#### [What this exercise asks]
a. In the ship detection overview, how many images and ship instances make up the official validation split used for evaluation?
b. Continue the ship detection overview from where it stops.

#### [Source passage]
Ship Detection & Localization in Satellite Imagery

Object detection of ships in high-resolution optical satellite imagery: predicting bounding boxes (localization) for every ship in an image and evaluating with the standard COCO detection metrics (mAP, IoU, area-stratified AP). Two detectors are trained and compared on a common, leakage-controlled protocol:

YOLOv8 (single-stage) — headline detector, reported across 3 seeds.
Faster-RCNN-v2 (two-stage) — comparison detector, scored by the identical evaluator.

This repository began as a binary chip-classification course project (ship vs. no-ship on 80x80 tiles). That work is preserved as Phase 1 below. Phase 2 (this top section) is the real detection/localization task: boxes, mAP, and IoU on a dedicated detection dataset.

TL;DR results

Single-class ("ship") detection on ShipRSImageNet, evaluated on the official validation split (550 images, 2,949 ship instances) with pycocotools:

Detector	AP@[.5:.95]	AP@0.5	AP@0.75	AP small	AP medium	AP large
YOLOv8s (3-seed mean ± std)	0.634 ± 0.004	0.799 ± 0.002	0.702 ± 0.006	0.203 ± 0.004	0.662 ± 0.005	0.840 ± 0.006
Faster-RCNN-v2 (1 seed)	0.580	0.735	0.670	0.152	0.597	0.784

Takeaways: YOLOv8s outperforms Faster-RCNN on this task, the headline result is stable across seeds (std ≈ 0.004), and both detectors degrade sharply on small ships (AP ≈ 0.15–0.20 vs ≈ 0.84 for large) — the dominant failure mode and the clearest direction for future work.

Phase 2 — Object Detection

Dataset

ShipRSImageNet V1 — 3,435 high-resolution optical remote-sensing images (~930x930), 17,573 annotated ship instances. This project uses the single "ship" class (the dataset's level-0 Ship category; the Dock category and the fine-grained 50-class hierarchy are out of scope and treated as background).

Bounding-box records:
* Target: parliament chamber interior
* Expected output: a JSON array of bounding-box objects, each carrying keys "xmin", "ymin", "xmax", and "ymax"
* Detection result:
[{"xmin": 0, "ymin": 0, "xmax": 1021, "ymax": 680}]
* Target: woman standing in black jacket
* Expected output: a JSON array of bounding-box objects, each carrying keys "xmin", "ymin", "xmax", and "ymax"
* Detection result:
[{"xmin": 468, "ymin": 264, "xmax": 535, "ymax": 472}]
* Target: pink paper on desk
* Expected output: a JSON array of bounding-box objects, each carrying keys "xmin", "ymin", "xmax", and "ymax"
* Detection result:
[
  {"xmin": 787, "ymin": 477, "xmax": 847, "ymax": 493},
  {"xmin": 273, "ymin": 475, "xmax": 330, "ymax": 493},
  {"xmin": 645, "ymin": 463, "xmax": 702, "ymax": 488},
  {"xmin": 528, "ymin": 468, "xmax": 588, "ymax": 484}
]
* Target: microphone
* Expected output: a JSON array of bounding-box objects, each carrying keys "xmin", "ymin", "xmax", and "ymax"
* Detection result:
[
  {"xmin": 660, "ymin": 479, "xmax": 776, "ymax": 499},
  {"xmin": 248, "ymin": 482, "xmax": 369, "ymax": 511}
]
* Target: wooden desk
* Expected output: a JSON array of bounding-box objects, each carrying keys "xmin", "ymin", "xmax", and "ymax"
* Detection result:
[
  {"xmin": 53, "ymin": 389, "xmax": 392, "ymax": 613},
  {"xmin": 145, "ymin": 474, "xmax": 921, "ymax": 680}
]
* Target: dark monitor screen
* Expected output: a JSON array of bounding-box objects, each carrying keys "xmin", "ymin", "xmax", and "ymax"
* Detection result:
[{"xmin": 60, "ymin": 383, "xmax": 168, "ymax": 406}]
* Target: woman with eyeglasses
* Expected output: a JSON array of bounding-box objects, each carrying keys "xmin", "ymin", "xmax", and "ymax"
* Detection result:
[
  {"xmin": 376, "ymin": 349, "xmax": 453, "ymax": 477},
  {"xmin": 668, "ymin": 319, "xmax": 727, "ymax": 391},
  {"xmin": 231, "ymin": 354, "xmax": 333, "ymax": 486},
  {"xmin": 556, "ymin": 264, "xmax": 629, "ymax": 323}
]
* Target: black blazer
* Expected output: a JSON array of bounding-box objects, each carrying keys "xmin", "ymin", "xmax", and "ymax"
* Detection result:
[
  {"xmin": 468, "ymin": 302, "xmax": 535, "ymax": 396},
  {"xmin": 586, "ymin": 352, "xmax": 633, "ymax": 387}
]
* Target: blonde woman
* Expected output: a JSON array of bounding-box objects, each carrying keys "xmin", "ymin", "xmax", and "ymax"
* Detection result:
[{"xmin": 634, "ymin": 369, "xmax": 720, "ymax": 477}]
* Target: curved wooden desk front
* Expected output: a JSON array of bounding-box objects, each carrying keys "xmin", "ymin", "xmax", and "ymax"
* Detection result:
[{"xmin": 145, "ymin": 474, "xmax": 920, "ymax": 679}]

#### [The responses]
a. 550 images and 2,949 ship instances.

b.
Evaluation protocol (honest + benchmark-comparable): ShipRSImageNet's official test split ships images only (labels withheld for benchmarking). Following standard practice on this dataset, models are trained on the official train split (2,198 images) and evaluated on the official val split (550 images). The withheld test images are used only for qualitative inspection.

Conversion is handled by scripts/prepare_shiprs.py, which extracts the dataset, filters to the ship class, converts COCO boxes to YOLO format, validates every box (0 clipped / 0 degenerate at build time), and emits area-stratified instance counts.

Models & training

YOLOv8s, fine-tuned from COCO-pretrained weights, imgsz=1024 (ShipRSImageNet ships are small), 100 epochs with early stopping, deterministic, seeds {0, 1, 2}.
Faster-RCNN-v2 (ResNet50-FPN), min_size=1024 so the smallest ships survive the input resize, 26 epochs.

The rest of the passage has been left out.